● **What the task requires**:
Reproduce exactly the line containing "is the bare" and every line after it, through the last line of the records below; add nothing.

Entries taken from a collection
☆ ☆ ☆

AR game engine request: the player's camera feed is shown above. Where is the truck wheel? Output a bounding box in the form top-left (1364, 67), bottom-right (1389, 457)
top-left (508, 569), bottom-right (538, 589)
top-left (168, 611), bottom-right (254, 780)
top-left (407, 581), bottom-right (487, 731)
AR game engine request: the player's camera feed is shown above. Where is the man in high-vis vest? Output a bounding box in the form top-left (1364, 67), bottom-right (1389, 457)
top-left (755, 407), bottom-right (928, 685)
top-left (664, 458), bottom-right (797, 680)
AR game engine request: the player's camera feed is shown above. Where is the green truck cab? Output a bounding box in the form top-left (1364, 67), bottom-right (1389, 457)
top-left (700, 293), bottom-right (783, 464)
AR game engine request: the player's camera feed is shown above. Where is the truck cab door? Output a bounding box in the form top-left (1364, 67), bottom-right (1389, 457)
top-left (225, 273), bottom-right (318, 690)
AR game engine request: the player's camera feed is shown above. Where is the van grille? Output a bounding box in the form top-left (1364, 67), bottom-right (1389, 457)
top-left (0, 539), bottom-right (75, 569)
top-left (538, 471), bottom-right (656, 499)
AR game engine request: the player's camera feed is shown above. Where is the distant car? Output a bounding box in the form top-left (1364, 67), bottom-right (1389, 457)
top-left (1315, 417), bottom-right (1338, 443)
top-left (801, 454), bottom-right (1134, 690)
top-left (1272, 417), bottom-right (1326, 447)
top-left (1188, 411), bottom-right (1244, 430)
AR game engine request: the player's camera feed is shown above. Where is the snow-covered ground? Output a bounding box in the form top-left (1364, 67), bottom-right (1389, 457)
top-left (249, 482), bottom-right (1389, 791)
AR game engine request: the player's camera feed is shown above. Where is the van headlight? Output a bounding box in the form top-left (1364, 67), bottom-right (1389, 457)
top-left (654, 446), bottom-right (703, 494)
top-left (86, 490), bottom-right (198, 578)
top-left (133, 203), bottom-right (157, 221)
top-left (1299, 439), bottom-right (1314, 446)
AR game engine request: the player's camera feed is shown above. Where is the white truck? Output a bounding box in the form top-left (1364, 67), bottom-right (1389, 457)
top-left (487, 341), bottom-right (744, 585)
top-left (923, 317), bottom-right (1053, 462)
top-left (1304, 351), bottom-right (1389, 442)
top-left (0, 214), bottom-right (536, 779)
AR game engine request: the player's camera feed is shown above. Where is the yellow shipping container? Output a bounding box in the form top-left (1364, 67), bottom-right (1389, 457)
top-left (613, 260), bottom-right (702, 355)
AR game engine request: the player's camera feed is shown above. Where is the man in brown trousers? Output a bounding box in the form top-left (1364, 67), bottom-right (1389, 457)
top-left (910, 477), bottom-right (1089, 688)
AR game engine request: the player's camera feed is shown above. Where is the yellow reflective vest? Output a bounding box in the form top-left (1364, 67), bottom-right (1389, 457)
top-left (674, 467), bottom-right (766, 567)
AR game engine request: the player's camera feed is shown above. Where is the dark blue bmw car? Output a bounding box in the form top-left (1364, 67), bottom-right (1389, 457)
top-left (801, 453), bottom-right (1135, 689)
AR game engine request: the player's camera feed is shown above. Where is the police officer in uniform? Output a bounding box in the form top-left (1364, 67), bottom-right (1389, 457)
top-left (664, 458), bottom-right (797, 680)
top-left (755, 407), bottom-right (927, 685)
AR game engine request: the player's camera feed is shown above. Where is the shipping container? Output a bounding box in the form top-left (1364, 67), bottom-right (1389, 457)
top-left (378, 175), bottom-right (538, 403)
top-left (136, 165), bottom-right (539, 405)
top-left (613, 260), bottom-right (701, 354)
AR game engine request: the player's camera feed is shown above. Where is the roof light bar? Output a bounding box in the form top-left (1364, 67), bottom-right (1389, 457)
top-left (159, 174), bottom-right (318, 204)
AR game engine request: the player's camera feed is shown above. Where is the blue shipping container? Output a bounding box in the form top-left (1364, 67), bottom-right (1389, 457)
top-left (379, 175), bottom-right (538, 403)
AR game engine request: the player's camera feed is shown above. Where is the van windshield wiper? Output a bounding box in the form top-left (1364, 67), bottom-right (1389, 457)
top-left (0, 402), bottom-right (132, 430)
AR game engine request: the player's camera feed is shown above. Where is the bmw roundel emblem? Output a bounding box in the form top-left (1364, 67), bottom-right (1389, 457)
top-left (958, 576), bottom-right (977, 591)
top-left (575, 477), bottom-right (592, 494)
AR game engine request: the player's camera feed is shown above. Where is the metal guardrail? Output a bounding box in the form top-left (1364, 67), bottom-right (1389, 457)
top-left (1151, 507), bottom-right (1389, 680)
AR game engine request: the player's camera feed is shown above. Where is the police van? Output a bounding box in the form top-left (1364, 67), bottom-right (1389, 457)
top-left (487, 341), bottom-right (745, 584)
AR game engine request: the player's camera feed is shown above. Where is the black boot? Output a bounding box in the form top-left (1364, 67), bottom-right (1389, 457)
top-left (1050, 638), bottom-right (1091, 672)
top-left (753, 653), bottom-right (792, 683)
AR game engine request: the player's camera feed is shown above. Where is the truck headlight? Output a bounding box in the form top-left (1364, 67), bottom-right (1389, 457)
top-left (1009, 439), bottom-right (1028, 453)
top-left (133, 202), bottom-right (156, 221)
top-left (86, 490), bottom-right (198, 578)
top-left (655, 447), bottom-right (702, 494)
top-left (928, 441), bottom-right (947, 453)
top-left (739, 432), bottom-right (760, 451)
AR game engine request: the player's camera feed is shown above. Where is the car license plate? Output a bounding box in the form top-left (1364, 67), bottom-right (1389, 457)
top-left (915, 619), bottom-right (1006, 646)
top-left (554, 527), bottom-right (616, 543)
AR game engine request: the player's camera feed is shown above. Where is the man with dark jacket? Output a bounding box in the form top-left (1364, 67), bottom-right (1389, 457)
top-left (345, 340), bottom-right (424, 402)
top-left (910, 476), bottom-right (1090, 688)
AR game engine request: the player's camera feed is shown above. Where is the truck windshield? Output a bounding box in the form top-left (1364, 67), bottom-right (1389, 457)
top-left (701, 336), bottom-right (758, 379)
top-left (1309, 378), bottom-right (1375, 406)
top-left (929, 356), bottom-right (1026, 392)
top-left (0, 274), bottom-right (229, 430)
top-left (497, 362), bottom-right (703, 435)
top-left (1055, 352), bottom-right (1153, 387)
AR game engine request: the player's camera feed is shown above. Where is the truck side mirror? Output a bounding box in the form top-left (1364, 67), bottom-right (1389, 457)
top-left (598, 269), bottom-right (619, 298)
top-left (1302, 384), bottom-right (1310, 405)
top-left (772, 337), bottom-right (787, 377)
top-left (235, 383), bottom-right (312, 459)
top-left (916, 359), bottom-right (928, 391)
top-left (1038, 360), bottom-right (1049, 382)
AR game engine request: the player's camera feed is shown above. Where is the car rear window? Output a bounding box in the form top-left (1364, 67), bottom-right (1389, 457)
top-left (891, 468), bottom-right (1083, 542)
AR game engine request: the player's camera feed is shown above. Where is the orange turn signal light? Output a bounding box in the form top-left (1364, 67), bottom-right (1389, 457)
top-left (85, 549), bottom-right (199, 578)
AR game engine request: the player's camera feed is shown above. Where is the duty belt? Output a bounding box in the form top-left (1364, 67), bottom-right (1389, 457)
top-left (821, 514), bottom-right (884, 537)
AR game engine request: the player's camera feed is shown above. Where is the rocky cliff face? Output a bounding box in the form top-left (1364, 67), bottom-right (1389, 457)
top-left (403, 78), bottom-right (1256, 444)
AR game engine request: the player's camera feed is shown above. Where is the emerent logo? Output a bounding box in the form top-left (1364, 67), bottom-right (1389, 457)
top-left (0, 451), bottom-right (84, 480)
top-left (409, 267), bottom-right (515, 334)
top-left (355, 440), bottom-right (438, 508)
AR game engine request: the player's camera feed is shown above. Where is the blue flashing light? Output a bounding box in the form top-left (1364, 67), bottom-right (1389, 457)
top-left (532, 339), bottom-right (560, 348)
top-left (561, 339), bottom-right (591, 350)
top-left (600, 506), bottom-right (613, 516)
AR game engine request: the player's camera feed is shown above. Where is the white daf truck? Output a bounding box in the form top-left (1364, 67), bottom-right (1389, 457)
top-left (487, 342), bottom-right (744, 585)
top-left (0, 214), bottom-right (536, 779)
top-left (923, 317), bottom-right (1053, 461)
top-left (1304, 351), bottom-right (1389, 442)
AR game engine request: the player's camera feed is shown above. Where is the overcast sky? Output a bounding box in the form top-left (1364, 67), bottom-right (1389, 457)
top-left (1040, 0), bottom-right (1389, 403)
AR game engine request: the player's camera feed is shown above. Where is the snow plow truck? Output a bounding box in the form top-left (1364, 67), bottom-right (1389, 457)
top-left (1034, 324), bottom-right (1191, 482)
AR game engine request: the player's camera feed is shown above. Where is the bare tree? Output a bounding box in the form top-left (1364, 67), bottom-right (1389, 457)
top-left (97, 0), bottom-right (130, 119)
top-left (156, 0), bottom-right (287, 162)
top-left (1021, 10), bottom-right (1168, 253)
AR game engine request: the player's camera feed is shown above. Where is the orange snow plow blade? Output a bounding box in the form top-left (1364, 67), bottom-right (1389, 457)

☆ ☆ ☆

● **Answer to this task**:
AR game engine request: the player's camera feed is shown above. Where is the bare tree? Output a bounding box in the form top-left (1364, 67), bottom-right (1389, 457)
top-left (97, 0), bottom-right (130, 119)
top-left (156, 0), bottom-right (287, 162)
top-left (1021, 10), bottom-right (1168, 253)
AR game engine request: the player's camera feed is shown above. Where is the orange snow plow blade? Output a bounding box in the form top-left (1364, 67), bottom-right (1389, 457)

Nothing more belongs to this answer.